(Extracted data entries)

◇ ◇ ◇ ◇ ◇ ◇ ◇

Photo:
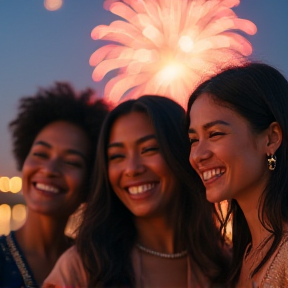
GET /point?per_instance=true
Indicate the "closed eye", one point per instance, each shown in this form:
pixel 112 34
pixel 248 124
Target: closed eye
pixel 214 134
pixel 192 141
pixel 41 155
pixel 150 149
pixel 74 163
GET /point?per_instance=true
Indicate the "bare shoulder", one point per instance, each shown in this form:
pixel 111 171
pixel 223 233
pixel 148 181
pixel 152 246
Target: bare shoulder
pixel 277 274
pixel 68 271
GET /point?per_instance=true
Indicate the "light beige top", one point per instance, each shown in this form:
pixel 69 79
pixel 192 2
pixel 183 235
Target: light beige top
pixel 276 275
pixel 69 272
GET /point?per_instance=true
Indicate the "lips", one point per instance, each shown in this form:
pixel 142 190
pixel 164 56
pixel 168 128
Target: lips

◇ ◇ ◇ ◇ ◇ ◇ ◇

Taking the line with "Target: bare shoulder" as the start and the last line of the data above as the end, write out those two lines and every line between them exactly, and only those.

Result
Target: bare shoulder
pixel 277 274
pixel 68 271
GET /point?per_instance=true
Indicate the "light beige top", one point per instance, each shown in this form:
pixel 69 79
pixel 192 2
pixel 183 235
Target: light beige top
pixel 276 275
pixel 69 272
GET /point?per_instance=true
Indicate the "lips", one point per instance, each shown in this form:
pixel 142 190
pixel 164 56
pixel 168 128
Target: lips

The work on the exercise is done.